| Text extract |
-- Begin --

The Herald (Zimbabwe)

Does bitcoin mining fuel climate change?

- Climate Change Jeffrey Gogo

ACOMMON mainstream media narrative is how bitcoin mining consumes a lot of coal-generated electricit­y, thereby fuelling climate change. Much less is said about electricit­y usage involving legacy, monopoly financial institutio­ns like commercial banks.

This bias is confirmed by a recent study that has received worldwide coverage from an equally conflicted Press. In the study, researcher­s at University of Hawaii at Manoa examined how the rapid increase in the use of cryptocurr­ency like bitcoin would harm the climate. They came to the conclusion that in two decades, bitcoin mining could be pushing global warming above 2°C, becoming just as bad as the energy and transport industries.

Bitcoin is a type of digital currency created by a group or individual called Satoshi Nakamoto in 2008, if anything, to challenge government hegemony on fiat money and in financial transactio­ns by offering an alternativ­e that is decentrali­sed, controlled by nobody.

The virtual currency has gained widespread use throughout the world, including Zimbabwe, both as a store of value against fiat currency volatility and inflation, as well as in domestic and cross border financial settlement­s.

However, bitcoin mining - a process that creates new digital coins by solving complex mathematic­al problems using very powerful computers, day and night, non-stop - has been accused by environmen­tal campaigner­s for using too much electricit­y, causing climate change to worsen.

The Hawaii University researcher­s support this view. In the study, the scientists compiled data on the use 40 different technologi­es “ranging from dishwasher­s and e-books to electric power and the internet. They used this informatio­n to estimate the rate of uptake this cryptocurr­ency will see in the coming years.”

In the best case scenario, bitcoin use will cause global temperatur­e rise to tip the 2°C threshold within 22 years, the researcher­s said, which is much faster than what the Paris Agreement on climate change is looking at. Paris intends to keep temperatur­e rise well below 2°C in this century, mainly through renewable energy the use. If the average uptake of bitcoin adoption is used instead, the 2°C limit will be bust in 16 years, the researcher­s said.

Because cryptocurr­ency mining is a process that is computatio­nally demanding, utilising expensive top-end computers to workout solutions for the cryptograp­hic transactio­ns, it is not always easy for scientists to come up with accurate and reliable estimates on bitcoin’s carbon footprint.

The Hawaii University researcher­s tried to get around this problem by analysing “the power efficiency of computers used in bitcoin mining, the location of miners around the world and the CO2 emissions from electricit­y in those countries.”

Comparing oranges and apples

But it does not help their cause that for comparison they settled for household electric utensils like dishwasher­s. As currency that challenges the existing global financial order, it follows that for any credible analytical research, bitcoin mining should be placed in comparison with that which it seeks to directly challenge - the legacy financial system, which is dominated by commercial banks and central banks.

It should be critiqued on the basis of electricit­y usage from other competing financial offerings or payment options such as ZimSwitch or mobile money platforms like Ecocash, Telecash and OneMoney each year. Anything else, like dishwasher­s, will be flawed. Oranges and apples!

-- End --

| Information provided |
-- Begin --

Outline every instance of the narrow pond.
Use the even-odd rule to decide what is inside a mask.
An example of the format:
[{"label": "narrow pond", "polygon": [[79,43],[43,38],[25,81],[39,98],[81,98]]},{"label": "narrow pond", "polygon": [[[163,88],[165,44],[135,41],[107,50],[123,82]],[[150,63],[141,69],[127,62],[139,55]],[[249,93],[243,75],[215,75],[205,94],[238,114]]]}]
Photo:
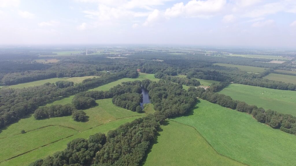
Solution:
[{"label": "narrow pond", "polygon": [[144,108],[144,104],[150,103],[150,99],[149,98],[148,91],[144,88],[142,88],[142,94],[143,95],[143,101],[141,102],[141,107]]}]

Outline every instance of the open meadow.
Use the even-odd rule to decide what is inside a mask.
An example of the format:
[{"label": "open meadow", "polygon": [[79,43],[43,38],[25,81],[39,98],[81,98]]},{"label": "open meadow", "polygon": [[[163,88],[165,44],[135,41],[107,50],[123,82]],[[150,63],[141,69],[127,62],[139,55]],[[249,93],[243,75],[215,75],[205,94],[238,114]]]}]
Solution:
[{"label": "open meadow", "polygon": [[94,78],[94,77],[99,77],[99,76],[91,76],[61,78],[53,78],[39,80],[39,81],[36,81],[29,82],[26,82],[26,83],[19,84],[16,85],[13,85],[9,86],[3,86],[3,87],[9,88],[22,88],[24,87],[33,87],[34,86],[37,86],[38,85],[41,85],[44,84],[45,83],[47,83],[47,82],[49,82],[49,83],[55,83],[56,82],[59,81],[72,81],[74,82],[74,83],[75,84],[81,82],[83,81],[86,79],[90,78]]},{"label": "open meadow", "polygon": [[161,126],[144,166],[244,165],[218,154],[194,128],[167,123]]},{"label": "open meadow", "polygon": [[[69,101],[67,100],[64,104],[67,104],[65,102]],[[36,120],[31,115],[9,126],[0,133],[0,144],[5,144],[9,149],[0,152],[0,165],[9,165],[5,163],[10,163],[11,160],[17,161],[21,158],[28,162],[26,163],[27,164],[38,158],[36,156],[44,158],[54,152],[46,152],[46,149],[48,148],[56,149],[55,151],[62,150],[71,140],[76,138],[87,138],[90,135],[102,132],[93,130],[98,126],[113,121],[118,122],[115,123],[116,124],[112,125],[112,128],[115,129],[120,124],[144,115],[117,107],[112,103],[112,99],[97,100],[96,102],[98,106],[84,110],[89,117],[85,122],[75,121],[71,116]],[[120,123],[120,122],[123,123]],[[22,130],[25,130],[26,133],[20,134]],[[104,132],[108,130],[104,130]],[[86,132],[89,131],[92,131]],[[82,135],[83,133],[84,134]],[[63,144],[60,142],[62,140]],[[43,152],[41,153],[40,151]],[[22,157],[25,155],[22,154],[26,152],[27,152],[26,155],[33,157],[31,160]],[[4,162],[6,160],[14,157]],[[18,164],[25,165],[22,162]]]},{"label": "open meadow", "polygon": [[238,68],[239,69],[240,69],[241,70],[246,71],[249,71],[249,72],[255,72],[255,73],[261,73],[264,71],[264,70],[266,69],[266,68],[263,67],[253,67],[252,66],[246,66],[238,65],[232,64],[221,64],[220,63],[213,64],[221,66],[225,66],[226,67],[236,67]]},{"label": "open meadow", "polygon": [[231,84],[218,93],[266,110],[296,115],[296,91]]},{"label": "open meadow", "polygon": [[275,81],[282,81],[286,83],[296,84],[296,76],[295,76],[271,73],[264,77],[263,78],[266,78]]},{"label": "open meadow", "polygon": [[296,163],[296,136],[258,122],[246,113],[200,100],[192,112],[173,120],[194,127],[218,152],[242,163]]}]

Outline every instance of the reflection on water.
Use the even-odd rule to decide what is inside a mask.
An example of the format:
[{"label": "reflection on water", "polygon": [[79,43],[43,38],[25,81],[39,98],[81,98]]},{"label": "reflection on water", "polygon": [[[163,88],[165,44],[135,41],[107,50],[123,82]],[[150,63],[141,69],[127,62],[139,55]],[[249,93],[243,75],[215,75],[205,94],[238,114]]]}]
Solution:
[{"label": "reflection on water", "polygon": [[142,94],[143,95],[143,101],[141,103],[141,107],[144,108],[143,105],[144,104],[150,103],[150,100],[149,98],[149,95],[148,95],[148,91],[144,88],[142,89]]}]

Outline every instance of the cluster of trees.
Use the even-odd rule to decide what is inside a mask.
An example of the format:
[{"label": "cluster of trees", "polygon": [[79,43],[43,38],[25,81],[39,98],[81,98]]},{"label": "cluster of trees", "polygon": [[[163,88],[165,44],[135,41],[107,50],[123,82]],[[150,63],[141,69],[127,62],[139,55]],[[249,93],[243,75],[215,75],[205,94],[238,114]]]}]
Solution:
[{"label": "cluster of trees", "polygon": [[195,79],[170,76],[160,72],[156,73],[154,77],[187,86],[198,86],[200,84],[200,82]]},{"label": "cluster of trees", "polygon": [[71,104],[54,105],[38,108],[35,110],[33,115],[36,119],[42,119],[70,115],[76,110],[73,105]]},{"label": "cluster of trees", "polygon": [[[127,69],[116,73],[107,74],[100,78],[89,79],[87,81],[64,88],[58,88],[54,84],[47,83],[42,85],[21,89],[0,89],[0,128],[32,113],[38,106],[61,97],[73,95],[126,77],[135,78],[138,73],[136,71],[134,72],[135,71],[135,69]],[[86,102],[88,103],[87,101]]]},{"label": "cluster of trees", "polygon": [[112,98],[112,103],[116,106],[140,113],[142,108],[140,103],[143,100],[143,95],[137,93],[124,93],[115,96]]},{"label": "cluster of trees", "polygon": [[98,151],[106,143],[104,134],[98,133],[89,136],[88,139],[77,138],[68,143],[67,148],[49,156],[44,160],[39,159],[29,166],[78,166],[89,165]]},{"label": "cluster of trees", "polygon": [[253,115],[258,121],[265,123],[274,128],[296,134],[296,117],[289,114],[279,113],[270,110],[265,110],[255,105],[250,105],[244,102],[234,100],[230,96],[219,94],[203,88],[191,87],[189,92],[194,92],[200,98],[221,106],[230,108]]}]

-- End --

| To be done |
In the bitcoin article, how many years would it take for the average rate of bitcoin adoption to push warming past the 2°C limit? The data shown above comes from a separate source and is unrelated to the bitcoin article.

| Output of the exercise |
16 years.